[Stored data entries]
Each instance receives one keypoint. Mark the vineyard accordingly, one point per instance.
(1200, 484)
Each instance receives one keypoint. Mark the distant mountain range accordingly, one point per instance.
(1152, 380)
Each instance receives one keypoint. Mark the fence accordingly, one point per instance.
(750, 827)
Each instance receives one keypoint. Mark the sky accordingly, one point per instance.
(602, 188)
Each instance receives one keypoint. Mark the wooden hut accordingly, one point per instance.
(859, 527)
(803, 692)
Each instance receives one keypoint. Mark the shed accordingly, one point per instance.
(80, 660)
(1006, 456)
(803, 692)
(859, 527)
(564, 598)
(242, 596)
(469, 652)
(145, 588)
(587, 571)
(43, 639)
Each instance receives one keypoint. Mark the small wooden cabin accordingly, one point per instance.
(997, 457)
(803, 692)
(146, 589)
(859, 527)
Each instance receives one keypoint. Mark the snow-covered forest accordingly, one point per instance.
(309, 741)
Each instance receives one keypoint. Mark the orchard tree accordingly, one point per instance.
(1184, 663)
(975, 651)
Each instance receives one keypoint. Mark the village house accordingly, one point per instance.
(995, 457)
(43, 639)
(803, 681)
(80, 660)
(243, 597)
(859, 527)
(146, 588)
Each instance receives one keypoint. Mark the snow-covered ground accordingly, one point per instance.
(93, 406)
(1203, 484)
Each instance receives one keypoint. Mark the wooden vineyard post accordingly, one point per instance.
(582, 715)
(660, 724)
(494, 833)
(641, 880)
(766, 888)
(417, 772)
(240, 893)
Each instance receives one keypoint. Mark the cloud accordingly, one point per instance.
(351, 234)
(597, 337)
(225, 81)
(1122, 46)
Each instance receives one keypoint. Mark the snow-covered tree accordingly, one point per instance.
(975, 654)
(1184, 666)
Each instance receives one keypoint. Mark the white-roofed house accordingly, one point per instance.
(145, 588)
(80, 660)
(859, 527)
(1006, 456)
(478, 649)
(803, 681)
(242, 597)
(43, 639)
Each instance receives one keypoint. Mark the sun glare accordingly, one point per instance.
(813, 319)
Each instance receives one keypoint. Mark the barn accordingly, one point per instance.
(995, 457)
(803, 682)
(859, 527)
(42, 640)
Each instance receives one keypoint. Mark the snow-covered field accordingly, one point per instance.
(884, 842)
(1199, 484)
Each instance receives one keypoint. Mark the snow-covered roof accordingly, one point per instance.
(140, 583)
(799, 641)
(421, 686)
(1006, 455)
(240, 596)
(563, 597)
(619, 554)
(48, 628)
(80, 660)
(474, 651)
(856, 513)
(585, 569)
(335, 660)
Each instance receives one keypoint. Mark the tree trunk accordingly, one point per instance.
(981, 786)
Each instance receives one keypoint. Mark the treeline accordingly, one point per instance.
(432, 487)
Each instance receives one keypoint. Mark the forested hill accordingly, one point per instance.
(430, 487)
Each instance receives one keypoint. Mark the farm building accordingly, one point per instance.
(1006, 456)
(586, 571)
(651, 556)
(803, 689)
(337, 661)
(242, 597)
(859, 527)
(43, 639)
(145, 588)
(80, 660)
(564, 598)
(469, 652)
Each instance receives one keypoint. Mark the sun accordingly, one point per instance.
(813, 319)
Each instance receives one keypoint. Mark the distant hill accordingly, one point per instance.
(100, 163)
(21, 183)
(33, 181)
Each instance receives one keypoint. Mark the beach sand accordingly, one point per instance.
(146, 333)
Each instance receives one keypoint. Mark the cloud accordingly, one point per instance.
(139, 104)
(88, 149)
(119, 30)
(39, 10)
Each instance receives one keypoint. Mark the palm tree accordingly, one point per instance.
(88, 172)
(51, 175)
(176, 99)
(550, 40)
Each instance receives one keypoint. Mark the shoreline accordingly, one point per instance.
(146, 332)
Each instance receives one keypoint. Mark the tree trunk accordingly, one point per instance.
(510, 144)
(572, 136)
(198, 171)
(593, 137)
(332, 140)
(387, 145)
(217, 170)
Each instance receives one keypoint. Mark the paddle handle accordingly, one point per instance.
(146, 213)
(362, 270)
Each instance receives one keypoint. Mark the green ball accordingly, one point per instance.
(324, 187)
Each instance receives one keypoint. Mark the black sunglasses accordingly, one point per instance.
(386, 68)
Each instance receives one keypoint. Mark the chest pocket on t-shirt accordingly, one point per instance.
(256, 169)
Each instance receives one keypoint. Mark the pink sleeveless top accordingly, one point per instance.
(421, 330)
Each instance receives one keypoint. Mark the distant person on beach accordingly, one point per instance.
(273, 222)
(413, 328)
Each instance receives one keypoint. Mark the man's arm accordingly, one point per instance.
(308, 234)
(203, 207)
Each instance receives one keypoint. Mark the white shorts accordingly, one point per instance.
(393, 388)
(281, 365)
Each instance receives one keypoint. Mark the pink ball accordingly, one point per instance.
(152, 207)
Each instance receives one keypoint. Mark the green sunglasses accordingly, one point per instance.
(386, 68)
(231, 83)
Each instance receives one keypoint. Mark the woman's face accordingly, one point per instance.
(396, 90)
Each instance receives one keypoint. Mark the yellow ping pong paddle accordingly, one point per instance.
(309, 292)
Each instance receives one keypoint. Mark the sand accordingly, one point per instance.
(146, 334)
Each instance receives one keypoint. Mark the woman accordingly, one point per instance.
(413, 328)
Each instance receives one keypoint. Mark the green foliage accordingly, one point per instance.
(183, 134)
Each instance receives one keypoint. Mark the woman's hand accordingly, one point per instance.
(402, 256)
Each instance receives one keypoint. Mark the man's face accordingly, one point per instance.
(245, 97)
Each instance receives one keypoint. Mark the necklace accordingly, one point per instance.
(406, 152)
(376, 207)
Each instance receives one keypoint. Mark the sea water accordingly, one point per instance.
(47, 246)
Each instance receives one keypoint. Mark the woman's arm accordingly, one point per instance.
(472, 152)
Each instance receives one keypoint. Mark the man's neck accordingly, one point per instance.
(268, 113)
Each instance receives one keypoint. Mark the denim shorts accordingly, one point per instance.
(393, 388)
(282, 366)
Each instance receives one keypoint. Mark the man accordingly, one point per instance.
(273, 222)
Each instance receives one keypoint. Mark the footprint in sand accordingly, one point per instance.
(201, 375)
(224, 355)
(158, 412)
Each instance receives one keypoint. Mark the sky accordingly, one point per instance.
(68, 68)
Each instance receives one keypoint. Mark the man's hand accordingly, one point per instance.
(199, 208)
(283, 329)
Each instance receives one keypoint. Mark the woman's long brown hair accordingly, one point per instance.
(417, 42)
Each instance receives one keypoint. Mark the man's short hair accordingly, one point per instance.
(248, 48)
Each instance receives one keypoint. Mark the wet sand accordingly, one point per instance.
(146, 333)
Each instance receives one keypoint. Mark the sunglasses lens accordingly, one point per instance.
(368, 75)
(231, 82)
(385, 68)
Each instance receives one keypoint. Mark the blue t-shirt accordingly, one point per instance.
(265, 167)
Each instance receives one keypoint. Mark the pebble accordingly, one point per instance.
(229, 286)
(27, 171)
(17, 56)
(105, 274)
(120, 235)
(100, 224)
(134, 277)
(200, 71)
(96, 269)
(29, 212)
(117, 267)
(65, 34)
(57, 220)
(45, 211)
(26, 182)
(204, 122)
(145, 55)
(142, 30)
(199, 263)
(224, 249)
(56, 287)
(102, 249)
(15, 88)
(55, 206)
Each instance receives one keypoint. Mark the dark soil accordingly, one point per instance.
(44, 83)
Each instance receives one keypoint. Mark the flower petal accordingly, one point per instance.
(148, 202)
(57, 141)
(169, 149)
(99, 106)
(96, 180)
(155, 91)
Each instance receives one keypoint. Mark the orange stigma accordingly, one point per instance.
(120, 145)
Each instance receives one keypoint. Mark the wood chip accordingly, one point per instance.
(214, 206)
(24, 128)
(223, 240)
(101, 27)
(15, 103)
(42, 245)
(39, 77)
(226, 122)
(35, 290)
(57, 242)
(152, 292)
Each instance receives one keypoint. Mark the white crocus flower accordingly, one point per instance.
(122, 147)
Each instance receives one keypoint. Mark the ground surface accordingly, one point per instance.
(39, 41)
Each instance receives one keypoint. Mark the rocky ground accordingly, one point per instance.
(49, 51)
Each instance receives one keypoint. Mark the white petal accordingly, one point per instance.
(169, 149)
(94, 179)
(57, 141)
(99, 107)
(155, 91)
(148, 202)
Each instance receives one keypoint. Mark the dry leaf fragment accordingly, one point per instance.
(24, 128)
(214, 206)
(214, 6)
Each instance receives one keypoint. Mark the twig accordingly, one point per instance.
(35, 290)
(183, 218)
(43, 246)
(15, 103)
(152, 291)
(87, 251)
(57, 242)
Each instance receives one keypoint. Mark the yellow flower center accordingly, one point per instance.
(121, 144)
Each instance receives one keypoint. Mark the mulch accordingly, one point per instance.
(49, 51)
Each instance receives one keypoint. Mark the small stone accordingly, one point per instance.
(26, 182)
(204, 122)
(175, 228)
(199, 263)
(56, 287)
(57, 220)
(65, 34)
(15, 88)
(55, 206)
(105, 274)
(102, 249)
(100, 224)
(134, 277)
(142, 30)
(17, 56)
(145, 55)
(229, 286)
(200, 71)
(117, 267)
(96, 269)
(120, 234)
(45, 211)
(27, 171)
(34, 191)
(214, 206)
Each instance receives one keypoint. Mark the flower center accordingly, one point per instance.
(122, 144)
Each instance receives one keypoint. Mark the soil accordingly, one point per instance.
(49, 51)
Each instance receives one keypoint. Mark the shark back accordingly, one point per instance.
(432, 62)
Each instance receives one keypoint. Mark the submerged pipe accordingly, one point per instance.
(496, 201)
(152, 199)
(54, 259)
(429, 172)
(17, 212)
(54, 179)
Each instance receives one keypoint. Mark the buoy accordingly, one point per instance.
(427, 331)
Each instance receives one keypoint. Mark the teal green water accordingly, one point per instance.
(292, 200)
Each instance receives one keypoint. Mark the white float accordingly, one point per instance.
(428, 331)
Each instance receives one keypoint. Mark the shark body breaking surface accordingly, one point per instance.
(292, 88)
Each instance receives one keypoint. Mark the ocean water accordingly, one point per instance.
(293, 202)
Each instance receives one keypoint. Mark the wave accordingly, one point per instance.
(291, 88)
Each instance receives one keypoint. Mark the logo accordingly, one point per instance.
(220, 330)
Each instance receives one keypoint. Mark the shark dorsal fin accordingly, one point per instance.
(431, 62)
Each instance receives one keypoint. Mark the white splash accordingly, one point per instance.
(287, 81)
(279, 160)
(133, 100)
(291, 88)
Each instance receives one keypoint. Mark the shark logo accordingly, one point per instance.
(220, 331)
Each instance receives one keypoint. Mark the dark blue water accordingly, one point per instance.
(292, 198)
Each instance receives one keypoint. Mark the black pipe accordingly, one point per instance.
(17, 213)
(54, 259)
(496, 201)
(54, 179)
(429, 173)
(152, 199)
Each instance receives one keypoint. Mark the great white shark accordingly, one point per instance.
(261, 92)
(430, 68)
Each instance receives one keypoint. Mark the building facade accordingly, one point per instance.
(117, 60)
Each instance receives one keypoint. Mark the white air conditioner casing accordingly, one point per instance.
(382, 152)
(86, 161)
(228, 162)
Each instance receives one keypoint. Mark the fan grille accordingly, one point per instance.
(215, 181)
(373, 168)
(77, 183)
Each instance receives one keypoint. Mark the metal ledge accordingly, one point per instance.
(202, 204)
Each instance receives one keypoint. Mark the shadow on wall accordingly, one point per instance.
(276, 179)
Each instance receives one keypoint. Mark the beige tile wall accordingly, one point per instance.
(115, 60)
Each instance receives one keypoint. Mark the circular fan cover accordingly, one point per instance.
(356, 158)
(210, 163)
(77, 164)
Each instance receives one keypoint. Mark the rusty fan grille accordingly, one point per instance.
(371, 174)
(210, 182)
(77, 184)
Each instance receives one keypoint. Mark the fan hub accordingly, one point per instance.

• [Goal of the exercise]
Nothing but the lines from the one with "Each instance receives one keypoint. Mark the circular" through the final line of the records may appear in the answer, and each must be transcribed exactly.

• [Exercise result]
Each instance receives one keypoint. Mark the circular fan cover accordingly, one point per instance.
(356, 158)
(210, 163)
(77, 164)
Each instance receives one keypoint. Mark the rusty fan grille accordingly, one point per instance.
(371, 174)
(210, 182)
(77, 184)
Each instance receives one keypoint. Mark the fan hub accordingly, one point per instance.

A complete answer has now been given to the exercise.